-------- Source text
# I have the Lakers Dynasty DVD (Pics inside, 56k warning)



## HallOfFamer (May 26, 2003)

bw


----------



## Ghiman (May 19, 2003)

Nice! :greatjob: Thanks for the info.


----------



## ShaKobe_HOLLYWOOD (Mar 17, 2004)

SWEET--i cant believe its only $35---how many discs is it??


----------



## ShaKobe_HOLLYWOOD (Mar 17, 2004)

isnt it 5 discs?


----------



## DaUnbreakableKinG (Jun 28, 2003)

How can I order it or is it available in stores like best buy or anywhere else????


----------



## Locke (Jun 16, 2003)

I gotta get both of these. The Lakers one and the Bulls.


----------



## HallOfFamer (May 26, 2003)

> Originally posted by <b>ShaKobe_HOLLYWOOD</b>!
> SWEET--i cant believe its only $35---how many discs is it??


Its originally $65, some places have it for $55, but www.outpost.com had it for $35 + $3 tax + $6 for overnight shipping.
----------------
> _Exercise instructions_:
- a) From the Lakers Dynasty DVD thread, extract the passage starting with "I gotta get" and going on through "for overnight shipping.".
- b) In the Lakers Dynasty DVD thread, what was the DVD's original price?
- c) Proceed with the Lakers Dynasty DVD thread from where it stops.
-------- Supplied data
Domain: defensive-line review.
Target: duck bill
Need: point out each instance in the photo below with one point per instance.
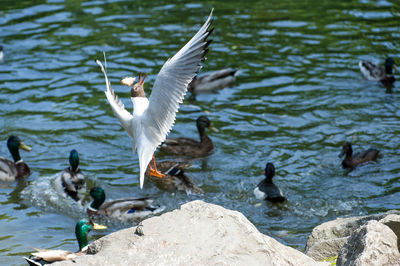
(24, 147)
(213, 129)
(99, 226)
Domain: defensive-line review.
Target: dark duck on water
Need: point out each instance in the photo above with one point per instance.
(352, 160)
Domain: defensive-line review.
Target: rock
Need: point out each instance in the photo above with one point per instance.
(327, 239)
(198, 233)
(372, 244)
(393, 222)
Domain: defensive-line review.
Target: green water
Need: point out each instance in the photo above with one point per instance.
(298, 97)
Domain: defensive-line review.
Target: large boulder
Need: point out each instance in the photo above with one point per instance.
(198, 234)
(372, 244)
(327, 239)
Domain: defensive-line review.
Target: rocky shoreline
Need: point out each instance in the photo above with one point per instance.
(201, 233)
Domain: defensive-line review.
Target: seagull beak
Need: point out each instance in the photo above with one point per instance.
(99, 226)
(128, 81)
(213, 128)
(24, 147)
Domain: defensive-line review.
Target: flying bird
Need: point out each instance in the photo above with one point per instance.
(152, 119)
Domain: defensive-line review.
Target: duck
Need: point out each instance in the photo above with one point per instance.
(375, 72)
(152, 119)
(125, 209)
(266, 189)
(351, 161)
(175, 177)
(47, 256)
(191, 147)
(1, 53)
(14, 170)
(71, 181)
(214, 80)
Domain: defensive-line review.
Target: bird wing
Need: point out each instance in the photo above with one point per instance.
(169, 89)
(171, 85)
(118, 107)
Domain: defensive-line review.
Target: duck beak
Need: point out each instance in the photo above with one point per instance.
(213, 128)
(24, 147)
(99, 226)
(128, 81)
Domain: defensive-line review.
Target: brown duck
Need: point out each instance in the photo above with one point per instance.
(351, 161)
(175, 177)
(191, 147)
(9, 170)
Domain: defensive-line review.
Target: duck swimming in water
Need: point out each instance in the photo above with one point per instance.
(351, 161)
(48, 256)
(266, 189)
(71, 180)
(214, 80)
(11, 171)
(175, 177)
(125, 209)
(191, 147)
(153, 118)
(375, 72)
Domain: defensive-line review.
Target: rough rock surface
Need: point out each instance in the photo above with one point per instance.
(198, 234)
(327, 239)
(372, 244)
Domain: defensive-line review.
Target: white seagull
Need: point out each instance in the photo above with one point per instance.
(152, 119)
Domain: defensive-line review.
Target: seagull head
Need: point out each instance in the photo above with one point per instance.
(137, 89)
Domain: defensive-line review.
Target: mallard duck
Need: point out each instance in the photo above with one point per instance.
(351, 161)
(175, 178)
(46, 256)
(1, 53)
(125, 209)
(214, 80)
(153, 118)
(11, 171)
(378, 73)
(71, 179)
(191, 147)
(266, 189)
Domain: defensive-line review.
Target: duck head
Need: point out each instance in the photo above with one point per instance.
(14, 143)
(99, 196)
(389, 65)
(269, 171)
(82, 229)
(74, 160)
(346, 150)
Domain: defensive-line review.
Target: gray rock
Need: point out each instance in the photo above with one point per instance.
(327, 239)
(198, 234)
(372, 244)
(393, 222)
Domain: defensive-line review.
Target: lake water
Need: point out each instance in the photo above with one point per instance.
(298, 97)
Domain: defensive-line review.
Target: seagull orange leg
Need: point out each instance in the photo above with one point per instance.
(155, 172)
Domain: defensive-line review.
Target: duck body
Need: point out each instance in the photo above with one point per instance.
(125, 209)
(47, 256)
(191, 147)
(152, 119)
(71, 181)
(352, 160)
(17, 169)
(266, 189)
(214, 80)
(175, 177)
(375, 72)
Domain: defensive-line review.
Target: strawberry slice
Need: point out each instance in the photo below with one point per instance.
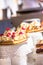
(23, 28)
(21, 33)
(8, 35)
(7, 28)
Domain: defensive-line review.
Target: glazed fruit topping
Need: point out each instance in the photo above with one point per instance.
(7, 28)
(21, 33)
(23, 28)
(8, 35)
(13, 35)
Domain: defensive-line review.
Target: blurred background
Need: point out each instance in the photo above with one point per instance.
(12, 8)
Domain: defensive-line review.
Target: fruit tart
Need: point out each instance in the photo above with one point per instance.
(19, 37)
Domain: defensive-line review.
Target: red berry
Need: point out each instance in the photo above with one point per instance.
(20, 32)
(13, 36)
(23, 28)
(13, 33)
(7, 28)
(8, 35)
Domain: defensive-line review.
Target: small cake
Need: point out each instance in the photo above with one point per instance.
(39, 47)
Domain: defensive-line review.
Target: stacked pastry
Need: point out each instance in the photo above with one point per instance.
(11, 36)
(39, 47)
(35, 26)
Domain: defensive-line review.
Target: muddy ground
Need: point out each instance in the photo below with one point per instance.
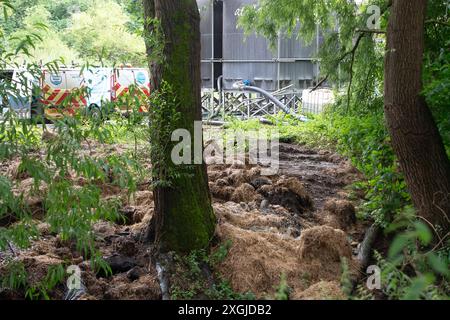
(298, 224)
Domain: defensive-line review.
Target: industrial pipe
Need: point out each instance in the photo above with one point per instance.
(243, 86)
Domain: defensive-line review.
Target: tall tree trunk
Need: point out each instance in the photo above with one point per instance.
(415, 137)
(184, 219)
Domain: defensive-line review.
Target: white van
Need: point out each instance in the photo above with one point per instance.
(18, 85)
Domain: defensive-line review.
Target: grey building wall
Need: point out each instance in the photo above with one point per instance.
(250, 57)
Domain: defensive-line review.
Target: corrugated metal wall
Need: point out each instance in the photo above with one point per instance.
(250, 57)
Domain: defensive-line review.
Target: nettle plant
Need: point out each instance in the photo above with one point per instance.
(67, 171)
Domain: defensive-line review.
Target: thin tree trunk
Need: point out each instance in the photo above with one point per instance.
(415, 137)
(183, 218)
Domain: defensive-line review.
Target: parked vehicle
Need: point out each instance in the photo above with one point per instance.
(17, 87)
(69, 90)
(126, 81)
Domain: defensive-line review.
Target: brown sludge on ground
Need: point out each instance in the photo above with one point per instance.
(299, 224)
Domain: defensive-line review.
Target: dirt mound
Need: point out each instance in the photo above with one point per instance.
(264, 248)
(323, 290)
(289, 193)
(144, 288)
(339, 214)
(244, 193)
(325, 244)
(256, 261)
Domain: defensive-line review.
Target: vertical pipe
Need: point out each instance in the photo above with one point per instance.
(212, 54)
(317, 52)
(278, 60)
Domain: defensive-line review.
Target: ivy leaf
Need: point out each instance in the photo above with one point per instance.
(438, 264)
(397, 246)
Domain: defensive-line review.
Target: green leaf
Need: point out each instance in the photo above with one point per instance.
(423, 233)
(397, 246)
(438, 264)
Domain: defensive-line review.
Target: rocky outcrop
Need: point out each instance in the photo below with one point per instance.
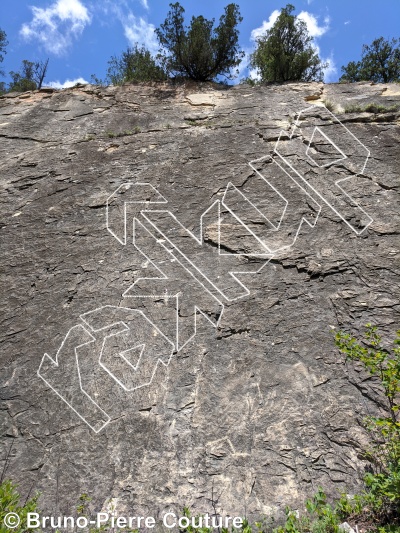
(213, 390)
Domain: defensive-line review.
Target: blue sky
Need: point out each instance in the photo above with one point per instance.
(79, 36)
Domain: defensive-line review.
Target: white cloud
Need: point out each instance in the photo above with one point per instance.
(137, 30)
(66, 84)
(57, 25)
(266, 25)
(312, 24)
(330, 72)
(314, 29)
(311, 21)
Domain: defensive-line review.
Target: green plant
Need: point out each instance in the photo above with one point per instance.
(383, 482)
(3, 46)
(286, 51)
(200, 52)
(10, 502)
(134, 65)
(330, 106)
(30, 76)
(380, 62)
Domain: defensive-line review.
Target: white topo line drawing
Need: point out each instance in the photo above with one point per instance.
(192, 277)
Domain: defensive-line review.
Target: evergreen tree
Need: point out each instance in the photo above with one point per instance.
(200, 52)
(286, 51)
(29, 77)
(380, 62)
(135, 64)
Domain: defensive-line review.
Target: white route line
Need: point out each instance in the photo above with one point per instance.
(146, 191)
(127, 329)
(55, 363)
(296, 126)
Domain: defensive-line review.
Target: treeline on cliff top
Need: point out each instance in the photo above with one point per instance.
(203, 51)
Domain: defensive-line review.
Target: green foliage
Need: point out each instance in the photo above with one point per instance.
(30, 76)
(3, 45)
(200, 52)
(286, 51)
(10, 503)
(134, 65)
(380, 62)
(383, 482)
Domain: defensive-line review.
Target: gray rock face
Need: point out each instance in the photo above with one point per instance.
----------------
> _Per-task answers_:
- a)
I gotta get both of these. The Lakers one and the Bulls.


----------



## HallOfFamer (May 26, 2003)

> Originally posted by <b>ShaKobe_HOLLYWOOD</b>!
> SWEET--i cant believe its only $35---how many discs is it??


Its originally $65, some places have it for $55, but www.outpost.com had it for $35 + $3 tax + $6 for overnight shipping.

- b) $65

- c)
There are 5 discs, but they are dual layer, so in essence its 10 discs.


----------



## HallOfFamer (May 26, 2003)

> Originally posted by <b>DaUnbreakableKinG</b>!
> How can I order it or is it available in stores like best buy or anywhere else????


you can order it through a lot of online vendors.



$69.99 at BestBuy  

$47.51 with free shipping at DeepDiscountDVD 

$34.99 at outpost.com :yes::yes:


I seriously think you should order it from outpost.com, because as you can see if you buy it at BestBuy you'll pay $70 for it instead of $47 shipped from www.outpost.com


----------



## HallOfFamer (May 26, 2003)

bw


----------



## ShaKobe_HOLLYWOOD (Mar 17, 2004)

sweet---i will be getting mine form outpost as soon as i get my paycheck-------then ima subscribe to SI after the lakers win the title when they are offering the free laker stuff with a subscricption......plus,when they release the 2004 lakers championship dvd, ill have to get that as well......


----------



## HallOfFamer (May 26, 2003)

> Originally posted by <b>ShaKobe_HOLLYWOOD</b>!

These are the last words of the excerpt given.